◆ GIVEN INSTRUCTION:
Write out every one of the rows below word for word, changing nothing.

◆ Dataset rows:
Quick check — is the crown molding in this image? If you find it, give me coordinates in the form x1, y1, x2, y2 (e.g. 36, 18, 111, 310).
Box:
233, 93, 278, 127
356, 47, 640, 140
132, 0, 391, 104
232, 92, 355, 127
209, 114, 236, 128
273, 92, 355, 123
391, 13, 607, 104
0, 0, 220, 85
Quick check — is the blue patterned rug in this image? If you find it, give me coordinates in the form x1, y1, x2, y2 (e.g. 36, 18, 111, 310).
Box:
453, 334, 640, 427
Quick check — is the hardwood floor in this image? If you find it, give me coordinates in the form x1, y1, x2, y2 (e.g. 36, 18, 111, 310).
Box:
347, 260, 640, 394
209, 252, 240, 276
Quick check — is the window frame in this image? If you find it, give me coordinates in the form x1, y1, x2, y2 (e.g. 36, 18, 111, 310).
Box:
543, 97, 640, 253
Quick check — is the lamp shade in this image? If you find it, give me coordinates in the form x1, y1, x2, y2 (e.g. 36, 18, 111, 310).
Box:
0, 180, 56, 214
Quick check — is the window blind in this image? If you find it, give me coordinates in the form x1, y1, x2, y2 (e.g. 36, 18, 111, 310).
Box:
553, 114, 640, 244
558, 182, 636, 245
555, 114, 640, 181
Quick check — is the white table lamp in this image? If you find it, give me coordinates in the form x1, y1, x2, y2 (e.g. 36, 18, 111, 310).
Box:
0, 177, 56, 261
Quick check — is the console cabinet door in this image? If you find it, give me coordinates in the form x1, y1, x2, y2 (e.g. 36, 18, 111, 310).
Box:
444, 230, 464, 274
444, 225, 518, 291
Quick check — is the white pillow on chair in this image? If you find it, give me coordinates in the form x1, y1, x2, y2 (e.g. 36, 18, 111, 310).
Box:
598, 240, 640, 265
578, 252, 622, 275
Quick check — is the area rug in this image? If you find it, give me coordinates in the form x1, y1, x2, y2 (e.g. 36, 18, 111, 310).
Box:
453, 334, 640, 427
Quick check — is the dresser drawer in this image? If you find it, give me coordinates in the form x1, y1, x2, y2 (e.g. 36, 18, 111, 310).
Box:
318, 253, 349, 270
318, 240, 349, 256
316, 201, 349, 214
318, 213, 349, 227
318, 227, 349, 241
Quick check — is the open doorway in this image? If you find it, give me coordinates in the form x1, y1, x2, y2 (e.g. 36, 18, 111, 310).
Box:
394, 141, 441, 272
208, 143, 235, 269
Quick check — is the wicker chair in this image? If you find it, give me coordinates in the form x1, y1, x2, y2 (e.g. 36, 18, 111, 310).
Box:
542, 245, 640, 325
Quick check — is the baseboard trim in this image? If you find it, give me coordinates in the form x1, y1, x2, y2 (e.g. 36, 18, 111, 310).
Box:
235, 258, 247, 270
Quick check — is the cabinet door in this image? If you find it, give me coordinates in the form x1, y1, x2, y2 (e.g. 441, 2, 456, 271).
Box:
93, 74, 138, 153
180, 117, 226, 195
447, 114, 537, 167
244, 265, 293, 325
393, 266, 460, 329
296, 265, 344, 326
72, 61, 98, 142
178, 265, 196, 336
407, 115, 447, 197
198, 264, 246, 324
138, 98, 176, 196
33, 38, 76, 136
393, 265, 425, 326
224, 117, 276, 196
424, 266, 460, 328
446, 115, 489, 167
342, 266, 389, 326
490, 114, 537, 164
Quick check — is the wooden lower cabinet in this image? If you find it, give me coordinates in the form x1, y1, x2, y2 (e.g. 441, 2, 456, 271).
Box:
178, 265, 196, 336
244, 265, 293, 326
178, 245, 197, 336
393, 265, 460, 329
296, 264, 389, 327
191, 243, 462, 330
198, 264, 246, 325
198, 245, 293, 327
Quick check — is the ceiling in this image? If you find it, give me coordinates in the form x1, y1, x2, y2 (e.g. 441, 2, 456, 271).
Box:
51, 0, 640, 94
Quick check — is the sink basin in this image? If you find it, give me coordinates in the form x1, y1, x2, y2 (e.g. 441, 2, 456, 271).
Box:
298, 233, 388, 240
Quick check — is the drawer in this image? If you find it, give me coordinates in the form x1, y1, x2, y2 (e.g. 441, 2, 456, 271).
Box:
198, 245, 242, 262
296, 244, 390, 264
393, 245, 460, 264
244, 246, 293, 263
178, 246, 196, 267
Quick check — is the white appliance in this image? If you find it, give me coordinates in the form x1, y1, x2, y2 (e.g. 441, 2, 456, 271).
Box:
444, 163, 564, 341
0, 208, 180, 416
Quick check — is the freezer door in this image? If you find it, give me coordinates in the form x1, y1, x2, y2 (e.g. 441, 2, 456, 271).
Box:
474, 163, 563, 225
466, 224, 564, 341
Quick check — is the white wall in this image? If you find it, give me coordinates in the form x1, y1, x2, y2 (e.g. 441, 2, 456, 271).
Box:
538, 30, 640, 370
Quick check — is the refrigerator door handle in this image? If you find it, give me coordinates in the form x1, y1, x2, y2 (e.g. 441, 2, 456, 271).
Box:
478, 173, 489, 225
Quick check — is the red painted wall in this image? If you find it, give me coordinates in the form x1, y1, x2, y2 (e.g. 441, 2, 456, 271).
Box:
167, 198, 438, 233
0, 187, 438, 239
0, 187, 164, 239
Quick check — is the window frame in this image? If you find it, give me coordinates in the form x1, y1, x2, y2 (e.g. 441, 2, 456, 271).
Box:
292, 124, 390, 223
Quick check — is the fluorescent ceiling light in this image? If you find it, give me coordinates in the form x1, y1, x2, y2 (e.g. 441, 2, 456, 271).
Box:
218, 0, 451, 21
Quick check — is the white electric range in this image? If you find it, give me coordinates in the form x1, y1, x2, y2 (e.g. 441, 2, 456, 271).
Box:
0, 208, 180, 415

◆ FULL OUTPUT:
Quick check — is the crown molding in this image? If you find it, give me coordinates in the form x1, y1, x2, y2 (e.g. 36, 18, 111, 310).
Box:
233, 93, 278, 127
356, 47, 640, 140
132, 0, 391, 104
232, 92, 355, 127
209, 114, 236, 128
273, 92, 355, 123
391, 13, 607, 104
0, 0, 220, 85
Quick check — is the blue patterned rug in this image? If you find it, give me coordinates in the form x1, y1, x2, y2 (e.g. 36, 18, 111, 310).
Box:
453, 334, 640, 427
Quick check — is the hardwood floor in this image? If you find it, give me coordinates in the form x1, y1, x2, y2 (e.g. 36, 18, 111, 310).
Box:
347, 260, 640, 394
209, 252, 240, 276
Quick check — is the window frame in this image? If you find it, give me coordinates in the form x1, y1, x2, y2 (e.g. 36, 18, 111, 310).
Box:
543, 97, 640, 253
Quick check — is the lamp shade in this image? If you find it, give me coordinates in the form x1, y1, x2, y2 (e.g. 36, 18, 111, 310).
Box:
0, 180, 56, 214
Quick check — is the window blind in this image? If you find it, give me coordinates in the form x1, y1, x2, y2 (e.g. 36, 18, 111, 310).
Box:
553, 114, 640, 244
558, 182, 636, 245
555, 114, 640, 181
Quick check — is the white table lamp in this image? If you find it, give me coordinates in the form x1, y1, x2, y2 (e.g. 36, 18, 111, 310).
Box:
0, 177, 56, 261
Quick check — is the console cabinet door in this image? If you find it, give me coordinates in the form x1, y1, x2, y2 (e.g. 36, 18, 111, 310).
Box:
444, 230, 464, 274
444, 225, 518, 291
Quick check — is the white pillow on chair in this image? If you find it, give me coordinates in the form x1, y1, x2, y2 (e.g. 36, 18, 111, 310).
Box:
598, 240, 640, 265
578, 252, 622, 275
Quick check — is the area rug in this image? If you find it, give me coordinates in the form x1, y1, x2, y2 (e.g. 36, 18, 111, 310).
Box:
453, 334, 640, 427
Quick check — is the dresser drawer in this image? If you find it, give me coordinates in the form x1, y1, x2, y2 (e.g. 36, 18, 111, 310).
Box:
318, 253, 349, 270
318, 240, 349, 256
316, 201, 349, 214
318, 213, 349, 227
318, 227, 349, 241
Quick check — is the open doorway in this image? If you find it, give me coordinates in the form x1, y1, x2, y2 (e.g. 36, 18, 111, 310).
Box:
394, 141, 441, 272
208, 143, 235, 269
Quick check — is the wicker chair in this image? If you find it, give me coordinates in the form x1, y1, x2, y2 (e.g. 36, 18, 111, 310).
Box:
542, 245, 640, 325
Quick check — is the baseboard trim in this image? If you find it, give me coordinates in the form x1, y1, x2, y2 (e.g. 36, 18, 111, 310).
Box:
235, 258, 247, 270
Quick check — is the cabinet door in this image? If you find it, give me coordinates in the form x1, y1, x2, y2 (e.g. 441, 2, 456, 271).
Box:
93, 74, 138, 153
180, 117, 226, 195
447, 114, 537, 167
244, 265, 293, 325
393, 266, 460, 329
296, 265, 344, 326
72, 61, 98, 142
178, 265, 196, 336
407, 115, 447, 197
198, 264, 246, 324
138, 98, 176, 196
33, 38, 76, 136
393, 265, 425, 326
224, 117, 276, 196
424, 266, 460, 328
446, 115, 489, 167
342, 266, 389, 326
490, 114, 537, 164
Quick check — is the wooden lower cabinet in this image? If you find it, give me coordinates in the form x1, y1, x2, y2 (e.g. 441, 2, 456, 271).
Box:
178, 265, 196, 336
244, 265, 293, 326
178, 245, 197, 336
393, 265, 460, 329
296, 264, 389, 327
191, 243, 462, 330
198, 264, 246, 325
198, 245, 293, 327
Quick check — is the ceiling in this image? If you find it, give me coordinates in the form x1, y1, x2, y2 (e.g. 441, 2, 456, 271).
Box:
51, 0, 640, 94
Quick check — is the sink basin in this image? If you find it, give me coordinates in the form x1, y1, x2, y2 (e.g. 441, 2, 456, 271).
Box:
298, 233, 388, 240
Quick check — is the drawer in this image? If you find it, give me coordinates in the form x1, y1, x2, y2 (e.g. 441, 2, 456, 271).
Box:
198, 245, 242, 262
296, 244, 390, 264
393, 245, 460, 264
244, 246, 293, 263
178, 246, 196, 267
Quick check — is the white appliance in this image? If you find it, give me coordinates in the form x1, y1, x2, y2 (e.g. 441, 2, 456, 271).
Box:
444, 163, 564, 341
0, 208, 180, 416
Quick check — is the freezer door in this image? If you find it, give me coordinates in the form x1, y1, x2, y2 (e.g. 441, 2, 456, 271).
Box:
474, 163, 563, 225
466, 224, 564, 341
Quick check — is the white wall in this image? If you find it, give me coordinates in the form x1, y1, x2, y2 (e.g. 441, 2, 456, 271).
Box:
538, 30, 640, 370
Quick check — is the refrigerator door handle in this image? If you find it, give me coordinates in the form x1, y1, x2, y2 (e.g. 441, 2, 456, 271).
Box:
478, 173, 489, 225
Quick check — is the red painted wall in this image? If you find it, give me coordinates in the form x1, y1, x2, y2 (e.g. 441, 2, 456, 271).
Box:
167, 198, 438, 233
0, 187, 438, 239
0, 187, 164, 239
Quick check — is the window frame in this image? If you find it, give me coordinates in the form x1, y1, x2, y2 (e.g. 441, 2, 456, 271).
Box:
292, 124, 390, 223
Quick check — is the fluorescent ceiling light in this image? If you find it, give me coordinates in the form x1, y1, x2, y2 (e.g. 441, 2, 456, 271).
Box:
218, 0, 451, 21
Quick check — is the white electric range in this image? If you find it, give me coordinates in the form x1, y1, x2, y2 (e.g. 441, 2, 456, 271).
Box:
0, 208, 180, 415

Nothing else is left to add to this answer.